Page text:
The RIMPAC demonstration involved the UHAC leaving the Marine Corps Training Area Bellows and traversing the ocean to the USS Rushmore, where it entered the ship’s amphibious landing dock (or well deck), picked up an assault vehicle, and successfully transported it back to the shore.

"Showcasing the UHAC during RIMPAC is a big deal," said Dave George, project officer at the Marine Corps Warfighting Lab. "This is a great way to let people know that this new technology is being developed and this is a great way to show what it can do. Today went quite well. We had much better seas then we anticipated and we were still able to get onto the well deck of the USS Rushmore."

The next stage of the UHAC's development remains unclear at present and no mention has been made of taking the final steps necessary to produce a full-scale version. But given the apparent success of the RIMPAC demonstration and the obvious advantages of the captured-air foam cell track design, it is likely that we may well see more developments on this vehicle in the not too distant future.

Originally created by Navatek Ltd – a hydrodynamic research and naval architecture company based in Honolulu – the project was funded and carried out by the Office of Naval Research (ONR).

Tasks to carry out:
1. Print the part of the UHAC passage starting at "The next stage" and ending at "Naval Research (ONR).".
2. Using the UHAC passage, explain in one to three sentences why Dave George called showcasing the UHAC during RIMPAC a big deal.
3. According to the UHAC passage, which organization funded and carried out the project?

Given data:
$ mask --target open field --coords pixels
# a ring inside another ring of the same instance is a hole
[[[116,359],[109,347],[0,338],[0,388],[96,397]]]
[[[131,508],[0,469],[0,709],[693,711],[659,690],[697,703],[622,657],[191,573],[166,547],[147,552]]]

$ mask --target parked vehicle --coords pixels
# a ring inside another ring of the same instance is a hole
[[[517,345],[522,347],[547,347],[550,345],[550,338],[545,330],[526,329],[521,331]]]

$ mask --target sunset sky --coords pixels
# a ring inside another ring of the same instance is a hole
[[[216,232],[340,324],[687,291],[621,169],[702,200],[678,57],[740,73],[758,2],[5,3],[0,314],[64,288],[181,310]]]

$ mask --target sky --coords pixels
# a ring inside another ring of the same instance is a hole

Full solutions:
1.
The next stage of the UHAC's development remains unclear at present and no mention has been made of taking the final steps necessary to produce a full-scale version. But given the apparent success of the RIMPAC demonstration and the obvious advantages of the captured-air foam cell track design, it is likely that we may well see more developments on this vehicle in the not too distant future.

Originally created by Navatek Ltd – a hydrodynamic research and naval architecture company based in Honolulu – the project was funded and carried out by the Office of Naval Research (ONR).

2. He said it was a great way to let people know that this new technology is being developed. It was also a great way to show what the UHAC can do.

3. The Office of Naval Research (ONR).